Every line of the records that contains "sweater" should be tallied, and only the resulting number returned.

☆ ☆ ☆ ☆ ☆ ☆ ☆

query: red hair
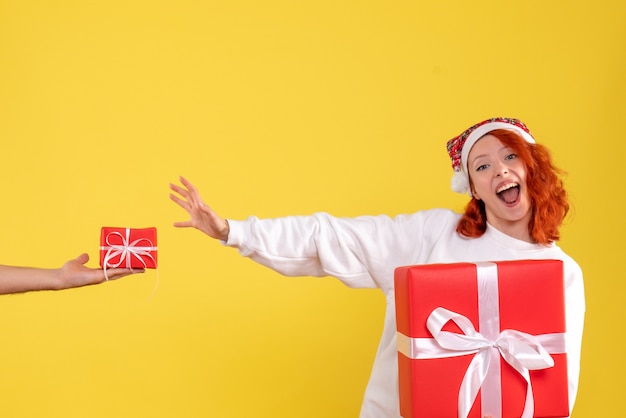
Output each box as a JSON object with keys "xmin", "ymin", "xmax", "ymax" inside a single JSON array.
[{"xmin": 456, "ymin": 129, "xmax": 569, "ymax": 244}]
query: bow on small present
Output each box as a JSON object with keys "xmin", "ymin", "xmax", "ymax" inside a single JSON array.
[
  {"xmin": 396, "ymin": 262, "xmax": 567, "ymax": 418},
  {"xmin": 100, "ymin": 228, "xmax": 157, "ymax": 281}
]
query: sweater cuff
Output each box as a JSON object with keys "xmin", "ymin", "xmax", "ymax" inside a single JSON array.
[{"xmin": 221, "ymin": 219, "xmax": 244, "ymax": 247}]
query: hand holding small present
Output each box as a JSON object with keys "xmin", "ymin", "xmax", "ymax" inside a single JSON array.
[
  {"xmin": 169, "ymin": 176, "xmax": 230, "ymax": 241},
  {"xmin": 61, "ymin": 253, "xmax": 144, "ymax": 287},
  {"xmin": 0, "ymin": 253, "xmax": 143, "ymax": 295}
]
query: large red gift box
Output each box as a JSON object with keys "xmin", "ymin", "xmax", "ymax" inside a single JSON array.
[
  {"xmin": 394, "ymin": 260, "xmax": 569, "ymax": 418},
  {"xmin": 99, "ymin": 227, "xmax": 158, "ymax": 270}
]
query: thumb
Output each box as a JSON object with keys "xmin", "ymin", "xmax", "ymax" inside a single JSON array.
[{"xmin": 73, "ymin": 253, "xmax": 90, "ymax": 265}]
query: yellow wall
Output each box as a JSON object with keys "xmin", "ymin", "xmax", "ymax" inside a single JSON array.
[{"xmin": 0, "ymin": 1, "xmax": 623, "ymax": 416}]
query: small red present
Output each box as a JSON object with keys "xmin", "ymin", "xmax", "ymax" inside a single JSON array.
[
  {"xmin": 100, "ymin": 227, "xmax": 158, "ymax": 274},
  {"xmin": 394, "ymin": 260, "xmax": 569, "ymax": 418}
]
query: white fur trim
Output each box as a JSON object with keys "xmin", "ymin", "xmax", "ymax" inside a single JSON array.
[
  {"xmin": 459, "ymin": 122, "xmax": 535, "ymax": 181},
  {"xmin": 453, "ymin": 122, "xmax": 535, "ymax": 196},
  {"xmin": 451, "ymin": 171, "xmax": 470, "ymax": 195}
]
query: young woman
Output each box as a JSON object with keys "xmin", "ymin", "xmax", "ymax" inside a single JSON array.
[{"xmin": 169, "ymin": 117, "xmax": 585, "ymax": 418}]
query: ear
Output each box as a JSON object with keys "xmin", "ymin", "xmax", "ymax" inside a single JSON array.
[{"xmin": 469, "ymin": 180, "xmax": 480, "ymax": 200}]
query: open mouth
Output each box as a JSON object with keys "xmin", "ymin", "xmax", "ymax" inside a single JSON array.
[{"xmin": 496, "ymin": 182, "xmax": 520, "ymax": 204}]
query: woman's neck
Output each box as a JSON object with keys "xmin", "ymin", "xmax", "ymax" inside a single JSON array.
[{"xmin": 487, "ymin": 218, "xmax": 534, "ymax": 243}]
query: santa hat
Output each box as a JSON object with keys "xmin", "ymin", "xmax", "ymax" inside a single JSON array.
[{"xmin": 446, "ymin": 117, "xmax": 536, "ymax": 196}]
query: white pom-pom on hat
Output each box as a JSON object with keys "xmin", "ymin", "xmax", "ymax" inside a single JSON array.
[{"xmin": 450, "ymin": 170, "xmax": 470, "ymax": 195}]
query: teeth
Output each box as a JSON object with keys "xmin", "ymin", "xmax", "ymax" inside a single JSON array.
[{"xmin": 496, "ymin": 182, "xmax": 518, "ymax": 194}]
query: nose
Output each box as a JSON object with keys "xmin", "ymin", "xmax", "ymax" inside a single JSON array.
[{"xmin": 494, "ymin": 162, "xmax": 508, "ymax": 177}]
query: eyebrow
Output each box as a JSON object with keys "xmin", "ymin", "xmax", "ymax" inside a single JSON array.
[{"xmin": 469, "ymin": 154, "xmax": 489, "ymax": 168}]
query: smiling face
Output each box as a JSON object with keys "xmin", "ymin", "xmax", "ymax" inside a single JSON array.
[{"xmin": 467, "ymin": 134, "xmax": 533, "ymax": 241}]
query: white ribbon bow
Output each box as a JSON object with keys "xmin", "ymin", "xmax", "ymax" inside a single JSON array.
[
  {"xmin": 427, "ymin": 307, "xmax": 559, "ymax": 418},
  {"xmin": 100, "ymin": 228, "xmax": 157, "ymax": 281}
]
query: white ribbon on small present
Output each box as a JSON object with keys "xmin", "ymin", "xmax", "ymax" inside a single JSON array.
[
  {"xmin": 396, "ymin": 262, "xmax": 566, "ymax": 418},
  {"xmin": 100, "ymin": 228, "xmax": 157, "ymax": 281}
]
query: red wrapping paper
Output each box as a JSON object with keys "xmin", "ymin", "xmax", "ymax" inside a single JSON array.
[
  {"xmin": 394, "ymin": 260, "xmax": 569, "ymax": 418},
  {"xmin": 99, "ymin": 227, "xmax": 158, "ymax": 269}
]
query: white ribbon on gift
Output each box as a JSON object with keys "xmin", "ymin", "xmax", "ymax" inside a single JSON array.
[
  {"xmin": 100, "ymin": 228, "xmax": 157, "ymax": 281},
  {"xmin": 396, "ymin": 262, "xmax": 566, "ymax": 418}
]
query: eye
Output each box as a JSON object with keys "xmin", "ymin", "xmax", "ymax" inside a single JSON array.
[
  {"xmin": 476, "ymin": 164, "xmax": 489, "ymax": 172},
  {"xmin": 505, "ymin": 153, "xmax": 517, "ymax": 160}
]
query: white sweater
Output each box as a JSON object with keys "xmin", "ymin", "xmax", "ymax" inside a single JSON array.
[{"xmin": 225, "ymin": 208, "xmax": 585, "ymax": 417}]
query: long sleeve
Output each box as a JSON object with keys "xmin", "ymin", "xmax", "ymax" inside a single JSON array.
[
  {"xmin": 224, "ymin": 211, "xmax": 432, "ymax": 290},
  {"xmin": 225, "ymin": 210, "xmax": 457, "ymax": 292}
]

☆ ☆ ☆ ☆ ☆ ☆ ☆

Answer for the task —
2